Dataset rows on where objects appear

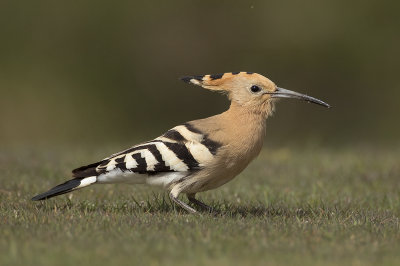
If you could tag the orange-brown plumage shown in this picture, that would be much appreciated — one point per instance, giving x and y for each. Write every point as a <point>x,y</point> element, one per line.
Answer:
<point>199,155</point>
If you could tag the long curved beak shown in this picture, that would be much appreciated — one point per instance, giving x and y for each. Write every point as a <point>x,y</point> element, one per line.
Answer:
<point>283,93</point>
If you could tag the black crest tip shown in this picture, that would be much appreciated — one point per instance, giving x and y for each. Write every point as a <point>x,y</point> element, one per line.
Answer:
<point>188,79</point>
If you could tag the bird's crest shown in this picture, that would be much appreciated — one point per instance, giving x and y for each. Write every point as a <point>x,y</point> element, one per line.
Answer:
<point>216,82</point>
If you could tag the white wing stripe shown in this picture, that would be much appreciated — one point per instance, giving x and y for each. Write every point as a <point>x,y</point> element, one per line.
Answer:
<point>170,159</point>
<point>189,135</point>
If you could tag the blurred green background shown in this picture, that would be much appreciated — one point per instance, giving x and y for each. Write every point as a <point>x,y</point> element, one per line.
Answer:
<point>100,71</point>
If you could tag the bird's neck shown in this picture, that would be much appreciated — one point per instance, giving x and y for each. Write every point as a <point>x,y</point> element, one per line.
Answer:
<point>244,126</point>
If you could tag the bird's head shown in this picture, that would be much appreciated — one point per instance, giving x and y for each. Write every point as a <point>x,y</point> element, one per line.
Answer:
<point>248,89</point>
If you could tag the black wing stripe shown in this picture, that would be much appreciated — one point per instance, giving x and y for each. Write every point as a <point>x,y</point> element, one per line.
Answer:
<point>141,167</point>
<point>174,135</point>
<point>182,152</point>
<point>211,145</point>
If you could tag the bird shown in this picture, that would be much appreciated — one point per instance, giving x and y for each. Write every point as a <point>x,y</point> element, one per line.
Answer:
<point>198,155</point>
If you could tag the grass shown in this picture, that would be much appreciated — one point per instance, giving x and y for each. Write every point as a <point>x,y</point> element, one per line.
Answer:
<point>302,207</point>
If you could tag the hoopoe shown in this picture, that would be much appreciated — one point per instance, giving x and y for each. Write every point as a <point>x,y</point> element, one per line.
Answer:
<point>198,155</point>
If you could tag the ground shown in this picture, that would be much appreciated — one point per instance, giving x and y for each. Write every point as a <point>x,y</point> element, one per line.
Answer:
<point>302,206</point>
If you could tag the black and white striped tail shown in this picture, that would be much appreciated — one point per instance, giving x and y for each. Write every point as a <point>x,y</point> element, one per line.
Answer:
<point>66,187</point>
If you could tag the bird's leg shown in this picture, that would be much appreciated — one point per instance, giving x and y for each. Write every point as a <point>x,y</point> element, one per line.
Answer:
<point>196,202</point>
<point>181,203</point>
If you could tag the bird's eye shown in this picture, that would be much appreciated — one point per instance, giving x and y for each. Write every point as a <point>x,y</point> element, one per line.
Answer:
<point>255,89</point>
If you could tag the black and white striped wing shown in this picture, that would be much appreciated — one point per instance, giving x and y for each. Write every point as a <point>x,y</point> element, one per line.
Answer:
<point>181,149</point>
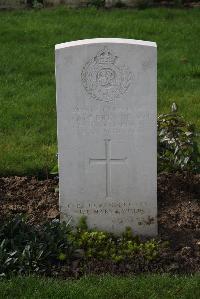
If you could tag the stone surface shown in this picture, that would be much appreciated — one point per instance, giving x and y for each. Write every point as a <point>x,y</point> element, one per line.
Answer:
<point>106,108</point>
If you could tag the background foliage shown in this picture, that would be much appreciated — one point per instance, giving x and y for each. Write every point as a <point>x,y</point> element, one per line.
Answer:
<point>27,83</point>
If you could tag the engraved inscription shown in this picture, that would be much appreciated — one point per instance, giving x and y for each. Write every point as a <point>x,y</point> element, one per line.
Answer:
<point>107,161</point>
<point>104,78</point>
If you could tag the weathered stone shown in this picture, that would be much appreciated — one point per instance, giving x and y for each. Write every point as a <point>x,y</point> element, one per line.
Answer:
<point>106,105</point>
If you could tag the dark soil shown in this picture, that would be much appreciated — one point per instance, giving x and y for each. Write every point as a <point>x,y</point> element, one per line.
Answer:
<point>178,220</point>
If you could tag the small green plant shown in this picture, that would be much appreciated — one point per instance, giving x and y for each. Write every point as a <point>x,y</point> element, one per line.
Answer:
<point>177,143</point>
<point>25,248</point>
<point>97,3</point>
<point>106,246</point>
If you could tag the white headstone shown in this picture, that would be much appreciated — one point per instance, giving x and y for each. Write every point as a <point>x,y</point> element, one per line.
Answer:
<point>106,109</point>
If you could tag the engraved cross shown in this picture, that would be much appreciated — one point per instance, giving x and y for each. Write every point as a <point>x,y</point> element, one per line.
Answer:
<point>108,161</point>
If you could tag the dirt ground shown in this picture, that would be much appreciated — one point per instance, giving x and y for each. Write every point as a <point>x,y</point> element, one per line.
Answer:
<point>178,216</point>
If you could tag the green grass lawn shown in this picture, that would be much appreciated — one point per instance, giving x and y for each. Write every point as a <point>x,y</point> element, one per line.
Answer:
<point>27,84</point>
<point>103,287</point>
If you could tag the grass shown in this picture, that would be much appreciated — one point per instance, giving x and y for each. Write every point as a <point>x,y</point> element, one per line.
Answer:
<point>100,287</point>
<point>27,84</point>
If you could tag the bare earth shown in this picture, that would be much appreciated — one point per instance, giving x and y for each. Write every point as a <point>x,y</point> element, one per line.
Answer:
<point>178,217</point>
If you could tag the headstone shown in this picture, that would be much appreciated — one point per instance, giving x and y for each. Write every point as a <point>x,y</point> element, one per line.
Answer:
<point>106,109</point>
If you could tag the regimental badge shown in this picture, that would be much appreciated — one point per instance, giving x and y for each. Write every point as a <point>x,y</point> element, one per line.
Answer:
<point>103,78</point>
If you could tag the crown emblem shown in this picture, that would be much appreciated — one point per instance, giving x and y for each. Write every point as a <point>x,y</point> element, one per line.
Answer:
<point>103,77</point>
<point>105,56</point>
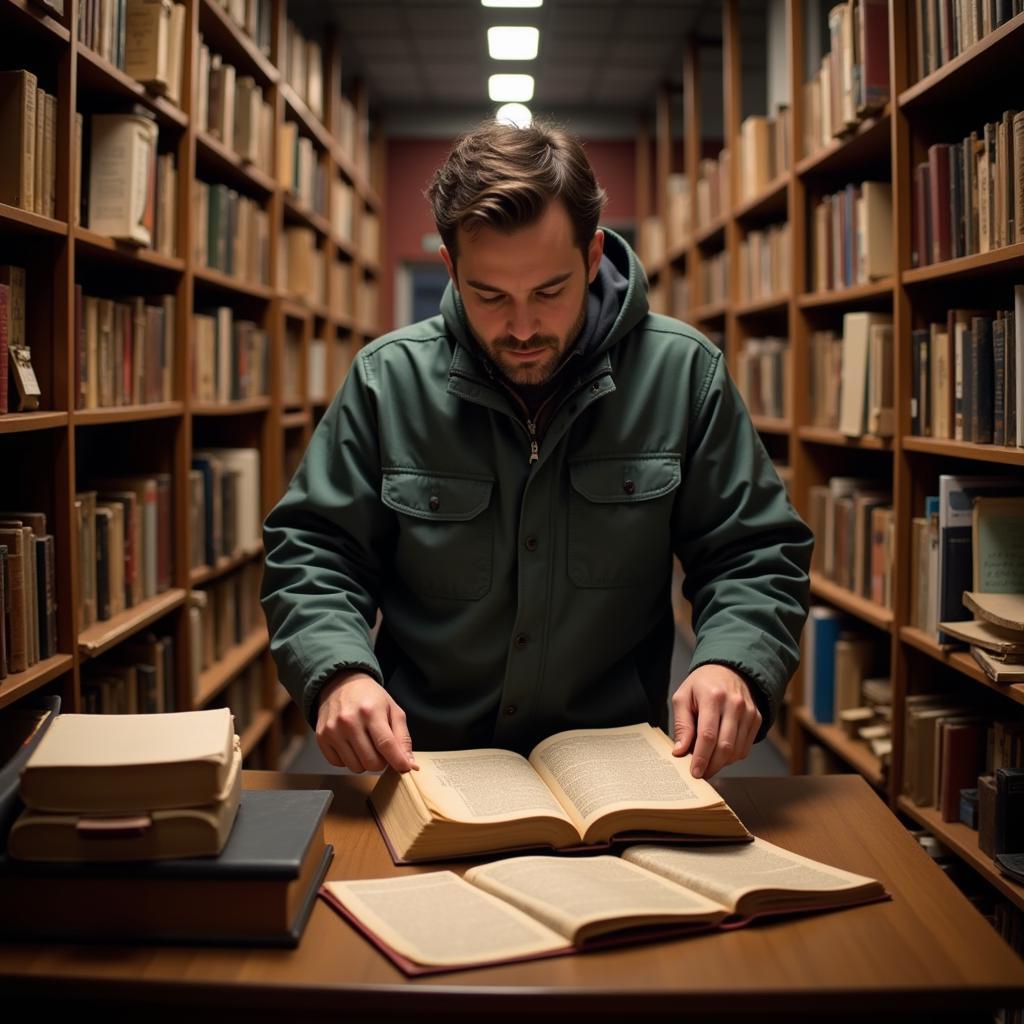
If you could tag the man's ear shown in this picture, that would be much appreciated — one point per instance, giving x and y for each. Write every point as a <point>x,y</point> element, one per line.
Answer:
<point>594,253</point>
<point>450,263</point>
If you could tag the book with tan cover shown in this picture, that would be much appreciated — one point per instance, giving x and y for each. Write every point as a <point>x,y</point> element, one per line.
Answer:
<point>528,907</point>
<point>113,764</point>
<point>181,832</point>
<point>583,787</point>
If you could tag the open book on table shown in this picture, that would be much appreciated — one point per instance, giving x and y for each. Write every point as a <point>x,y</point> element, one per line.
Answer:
<point>582,788</point>
<point>527,907</point>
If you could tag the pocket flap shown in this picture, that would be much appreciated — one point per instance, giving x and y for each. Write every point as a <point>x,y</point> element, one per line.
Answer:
<point>626,478</point>
<point>435,496</point>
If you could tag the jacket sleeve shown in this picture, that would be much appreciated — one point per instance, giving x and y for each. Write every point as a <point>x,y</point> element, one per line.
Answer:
<point>744,550</point>
<point>325,542</point>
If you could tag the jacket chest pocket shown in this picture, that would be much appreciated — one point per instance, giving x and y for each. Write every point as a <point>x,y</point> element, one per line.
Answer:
<point>620,519</point>
<point>445,534</point>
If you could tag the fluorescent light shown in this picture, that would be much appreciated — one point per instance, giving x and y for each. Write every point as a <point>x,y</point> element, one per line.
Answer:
<point>511,88</point>
<point>508,43</point>
<point>514,114</point>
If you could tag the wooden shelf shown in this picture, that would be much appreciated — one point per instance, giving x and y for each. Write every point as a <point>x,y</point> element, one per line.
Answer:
<point>854,604</point>
<point>101,247</point>
<point>214,279</point>
<point>238,407</point>
<point>823,435</point>
<point>998,52</point>
<point>964,842</point>
<point>200,574</point>
<point>214,679</point>
<point>854,752</point>
<point>771,425</point>
<point>19,423</point>
<point>102,636</point>
<point>226,165</point>
<point>965,450</point>
<point>958,659</point>
<point>869,140</point>
<point>846,296</point>
<point>252,737</point>
<point>1008,259</point>
<point>19,684</point>
<point>224,37</point>
<point>758,307</point>
<point>101,77</point>
<point>127,414</point>
<point>16,221</point>
<point>769,205</point>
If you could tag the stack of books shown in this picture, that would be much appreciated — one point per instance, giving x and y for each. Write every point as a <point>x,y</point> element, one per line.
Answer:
<point>135,827</point>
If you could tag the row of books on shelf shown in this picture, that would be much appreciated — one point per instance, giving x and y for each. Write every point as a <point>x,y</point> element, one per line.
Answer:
<point>944,29</point>
<point>231,233</point>
<point>125,547</point>
<point>136,677</point>
<point>967,540</point>
<point>230,357</point>
<point>18,386</point>
<point>764,263</point>
<point>132,187</point>
<point>28,592</point>
<point>852,378</point>
<point>232,109</point>
<point>969,196</point>
<point>124,350</point>
<point>224,486</point>
<point>29,124</point>
<point>143,38</point>
<point>851,237</point>
<point>968,378</point>
<point>852,82</point>
<point>763,375</point>
<point>763,150</point>
<point>852,519</point>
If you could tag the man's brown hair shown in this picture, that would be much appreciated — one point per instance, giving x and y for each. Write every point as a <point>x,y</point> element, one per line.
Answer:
<point>503,176</point>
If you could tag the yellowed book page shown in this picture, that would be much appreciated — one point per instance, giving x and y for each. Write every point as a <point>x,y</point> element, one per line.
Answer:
<point>726,873</point>
<point>569,894</point>
<point>594,771</point>
<point>482,785</point>
<point>436,919</point>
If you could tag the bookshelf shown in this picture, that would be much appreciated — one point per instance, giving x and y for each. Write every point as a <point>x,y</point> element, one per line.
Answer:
<point>53,453</point>
<point>944,105</point>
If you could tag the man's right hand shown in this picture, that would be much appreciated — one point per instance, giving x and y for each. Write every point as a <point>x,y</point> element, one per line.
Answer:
<point>359,727</point>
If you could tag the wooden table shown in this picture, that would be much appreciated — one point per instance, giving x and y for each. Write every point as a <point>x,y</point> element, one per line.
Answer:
<point>925,952</point>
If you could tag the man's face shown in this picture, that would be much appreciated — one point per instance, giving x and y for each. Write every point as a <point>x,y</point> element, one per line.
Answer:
<point>525,292</point>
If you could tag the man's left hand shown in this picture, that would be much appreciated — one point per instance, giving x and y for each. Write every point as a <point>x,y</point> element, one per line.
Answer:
<point>714,707</point>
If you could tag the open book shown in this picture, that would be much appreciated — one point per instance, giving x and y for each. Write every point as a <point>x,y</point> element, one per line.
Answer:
<point>585,787</point>
<point>526,907</point>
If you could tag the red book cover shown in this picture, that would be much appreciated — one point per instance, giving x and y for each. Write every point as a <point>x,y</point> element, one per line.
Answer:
<point>938,162</point>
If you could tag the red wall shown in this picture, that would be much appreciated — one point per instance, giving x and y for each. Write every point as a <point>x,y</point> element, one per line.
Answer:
<point>411,164</point>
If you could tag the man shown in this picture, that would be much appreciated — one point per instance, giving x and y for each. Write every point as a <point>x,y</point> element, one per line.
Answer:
<point>507,482</point>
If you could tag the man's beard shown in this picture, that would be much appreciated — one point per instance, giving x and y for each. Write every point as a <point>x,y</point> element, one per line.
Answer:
<point>545,368</point>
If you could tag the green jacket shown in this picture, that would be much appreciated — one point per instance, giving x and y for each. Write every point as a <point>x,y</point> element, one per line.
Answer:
<point>520,598</point>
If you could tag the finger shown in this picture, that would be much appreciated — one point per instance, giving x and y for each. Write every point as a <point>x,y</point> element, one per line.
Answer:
<point>709,719</point>
<point>725,748</point>
<point>684,724</point>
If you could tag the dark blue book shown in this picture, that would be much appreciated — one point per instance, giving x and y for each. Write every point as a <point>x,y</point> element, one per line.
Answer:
<point>258,891</point>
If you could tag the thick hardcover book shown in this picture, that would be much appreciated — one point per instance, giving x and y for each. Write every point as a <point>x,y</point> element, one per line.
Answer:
<point>532,907</point>
<point>258,891</point>
<point>581,790</point>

Requirements: Rewrite the listing from the line with "If you could tag the dark blue" through the end of the listing, keeping the requests, and offset every x and y coordinate in the answers by -87.

Response below:
If you could tag the dark blue book shown in this picture, that would be much appreciated — one point per instance, giving x and y for each. Write every point as a <point>x,y</point> element, one per line.
Answer:
<point>171,804</point>
If you could tag the thick hardcover book shown in this picture, that would be much appreciated — one point per instance, giving x and y for each. Write every point as a <point>x,y</point> element, one per line.
Answer:
<point>445,820</point>
<point>171,804</point>
<point>494,703</point>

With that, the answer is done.